Die Natur und das Leben sind voll von kleinen und grossen Wundern, die wir Menschen kaum zu verstehen vermögen. Müssen wir aber auch nicht. Wir können höchstens versuchen mit diesen umzugehen, jeder auf seine Art und Weise. So wie die Protagonisten in Julie Bertuccellis Film, einer Adaption des Buches „Our Father who art in the Tree“ von Judy Pascoe. „The Tree“ erzählt die Geschichte einer Familie, die versucht, nach dem Tod des geliebten Vaters wieder ins Leben zurückzufinden.

Den Rahmen für die Handlung bildet die weitläufige und eindrückliche Landschaft Australiens. Darin teilen sich Peter und Dawn (eine glänzende Charlotte Gainsbourg) mit ihren vier Kindern ein Haus, das neben einem riesigen Feigenbaum steht. Nach der Rückkehr Peters von einer Geschäftsreise (herrlich, wie ein Fertighaus ans andere Ende des Landes gefahren wird) erliegt er plötzlich einem Herzinfarkt.

© Studio / Produzent
© Studio / Produzent

Jedes der Familienmitglieder geht anders um mit dem Tod des Vaters. Ab hier fokussiert der Film vor allem auf die Mutter Dawn und die achtjährige Tochter Simone (grossartiges Debut von Morgana Davies). Während Dawn den unermesslichen Schmerz kaum verarbeiten kann, bis weit in den Tag hinein im Bett liegt und soziale Kontakte meidet, entscheidet sich Simone für das Glücklichsein. Zuflucht findet die Achtjährige in ihrer Phantasie: Sie ist überzeugt davon, dass ihr Vater im mächtigen Feigenbaum weiterlebt. Als sie ihre Mutter in ihr Geheimnis einweiht, wird auch Dawn in den Bann des Baumes gezogen – der Baum als Sinnbild für die Verwurzelung mit der Erde und dem Unergründlichen.
━━━━━━━━━━
- Zu erledigen
#1 Fasse den Absatz der Filmkritik zu „The Tree“, der mit „Den Rahmen für die Handlung“ beginnt, als kurze Stichpunktliste zusammen und behalte dabei seine wichtigsten Fakten bei.
#2 Schreibe die Filmkritik zu „The Tree“ im Anschluss an ihren letzten Satz weiter.
━━━━━━━━━━
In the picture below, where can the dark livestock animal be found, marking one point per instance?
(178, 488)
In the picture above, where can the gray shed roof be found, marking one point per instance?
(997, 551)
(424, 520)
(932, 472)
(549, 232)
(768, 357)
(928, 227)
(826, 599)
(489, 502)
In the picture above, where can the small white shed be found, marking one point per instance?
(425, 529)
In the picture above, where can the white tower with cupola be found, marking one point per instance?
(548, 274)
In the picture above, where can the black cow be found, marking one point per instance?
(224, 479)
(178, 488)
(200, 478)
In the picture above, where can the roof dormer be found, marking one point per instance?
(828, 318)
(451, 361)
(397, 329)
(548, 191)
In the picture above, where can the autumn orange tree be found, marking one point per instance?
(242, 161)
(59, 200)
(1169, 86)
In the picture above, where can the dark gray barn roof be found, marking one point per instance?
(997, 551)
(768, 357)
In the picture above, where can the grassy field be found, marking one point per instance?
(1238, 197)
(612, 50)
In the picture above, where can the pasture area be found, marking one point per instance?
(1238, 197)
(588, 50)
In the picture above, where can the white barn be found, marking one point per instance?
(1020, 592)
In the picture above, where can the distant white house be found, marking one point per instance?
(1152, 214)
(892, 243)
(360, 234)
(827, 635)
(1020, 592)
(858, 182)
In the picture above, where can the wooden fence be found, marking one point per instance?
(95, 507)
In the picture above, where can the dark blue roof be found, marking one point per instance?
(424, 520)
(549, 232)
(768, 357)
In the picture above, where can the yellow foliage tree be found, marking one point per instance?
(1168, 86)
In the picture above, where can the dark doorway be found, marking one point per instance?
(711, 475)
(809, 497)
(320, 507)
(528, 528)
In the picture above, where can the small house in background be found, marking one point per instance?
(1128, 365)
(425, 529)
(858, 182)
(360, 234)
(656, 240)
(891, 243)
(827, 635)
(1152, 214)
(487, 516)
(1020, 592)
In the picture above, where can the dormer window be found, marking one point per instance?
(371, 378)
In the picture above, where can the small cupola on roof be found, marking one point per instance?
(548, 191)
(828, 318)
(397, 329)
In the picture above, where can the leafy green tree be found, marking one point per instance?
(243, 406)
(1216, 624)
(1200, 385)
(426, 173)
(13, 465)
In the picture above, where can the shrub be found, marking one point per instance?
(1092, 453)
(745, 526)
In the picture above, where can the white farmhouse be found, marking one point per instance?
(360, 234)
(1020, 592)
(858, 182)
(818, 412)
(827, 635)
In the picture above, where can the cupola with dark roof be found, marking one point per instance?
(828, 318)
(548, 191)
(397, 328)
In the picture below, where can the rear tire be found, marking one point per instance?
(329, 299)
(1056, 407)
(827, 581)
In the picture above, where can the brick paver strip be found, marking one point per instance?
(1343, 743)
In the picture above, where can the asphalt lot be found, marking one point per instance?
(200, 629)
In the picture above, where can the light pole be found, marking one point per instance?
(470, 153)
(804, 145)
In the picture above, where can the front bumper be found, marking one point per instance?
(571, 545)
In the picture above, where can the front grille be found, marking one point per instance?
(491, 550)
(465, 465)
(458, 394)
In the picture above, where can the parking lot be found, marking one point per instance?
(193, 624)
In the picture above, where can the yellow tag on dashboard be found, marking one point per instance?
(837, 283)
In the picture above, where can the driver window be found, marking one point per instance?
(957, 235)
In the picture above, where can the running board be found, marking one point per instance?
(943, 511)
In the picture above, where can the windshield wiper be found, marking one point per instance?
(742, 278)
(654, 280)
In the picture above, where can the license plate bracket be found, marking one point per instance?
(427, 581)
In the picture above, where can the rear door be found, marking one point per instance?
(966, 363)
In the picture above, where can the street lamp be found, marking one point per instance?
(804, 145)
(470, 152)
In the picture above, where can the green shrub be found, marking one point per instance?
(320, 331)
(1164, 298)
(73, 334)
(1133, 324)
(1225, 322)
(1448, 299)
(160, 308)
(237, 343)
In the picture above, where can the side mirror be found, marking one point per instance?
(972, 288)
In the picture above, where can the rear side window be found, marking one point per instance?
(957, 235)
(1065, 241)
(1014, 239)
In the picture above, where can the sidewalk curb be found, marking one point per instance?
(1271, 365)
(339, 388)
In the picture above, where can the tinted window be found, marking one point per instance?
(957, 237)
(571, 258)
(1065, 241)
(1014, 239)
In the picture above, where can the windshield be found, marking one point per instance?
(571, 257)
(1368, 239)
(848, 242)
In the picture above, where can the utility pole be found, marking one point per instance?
━━━━━━━━━━
- Ergebnisse je Aufgabe
#1
- Schauplatz: die weitläufige, eindrückliche Landschaft Australiens
- Peter und Dawn (gespielt von Charlotte Gainsbourg) leben mit ihren vier Kindern in einem Haus neben einem riesigen Feigenbaum.
- Nach Peters Rückkehr von einer Geschäftsreise stirbt er plötzlich an einem Herzinfarkt.

#2
Aufsässige Wurzeln

Acht Monate vergehen. Auf der Suche nach Wasser dehnen sich die Wurzeln des Baums immer weiter aus und blockieren die Wasserrohre auf dem Grundstück. Dawn wendet sich an einen Klempner, George (Marton Csokas), der nicht nur die Verstopfung der Leitungen, sondern auch die Traurigkeit Dawns’ löst. In seinem Geschäft für Sanitäranlagen kann Dawn zusätzlich die Stelle als Buchhalterin und Verkaufskraft antreten. Schüchtern tasten sich die beiden Erwachsenen einander an. An dieser neu entstandenen Liaison zwischen George und Dawn scheint sich, abgesehen von der eifersüchtigen Simone, nur noch der Baum zu stören: Eines Nachts bricht plötzlich einer der gewaltigen Äste in das Schlafzimmer von Dawn. Diese ist aber kaum verängstigt, im Gegenteil, sie schläft noch tagelang mit dem Ast im Bett, als ob sie in den behutsamen starken Armen ihres Mannes liegen würde.

Mit diesem einstürzenden Geäst steigt die Dramaturgie allmählich an. Die riesigen, sich stetig ausbreitenden Wurzeln rütteln am Fundament des Hauses. Das Kräftemessen zwischen Natur und Mensch spitzt sich weiter zu.

Neue Vergabelungen

Wie geht das Leben nach dem Tod eines geliebten Menschen weiter? Die Regisseurin bettet diese Frage in eine umwerfende Naturkulisse ein und setzt sich mit ihr besinnlich und phantasievoll auseinander. „The Tree“ besticht vor allem dadurch, nie ins Esoterische auszuarten, obwohl der Baum mit einem Toten assoziiert wird. Während Dawn und Simone mit dem Baum reden, hört dieser bloss zu. Antworten erhalten die beiden durch einen Windhauch, durch raschelnde Blätter oder knackende Äste. Diese Einbildungskraft gibt der Mutter und der Tochter Halt, die sich allein durch die Präsenz der mächtigen Pflanze geborgen und sicher fühlen. Die in warmen Farben gehaltenen Bilder unterstreichen diese behagliche Stimmung zusätzlich.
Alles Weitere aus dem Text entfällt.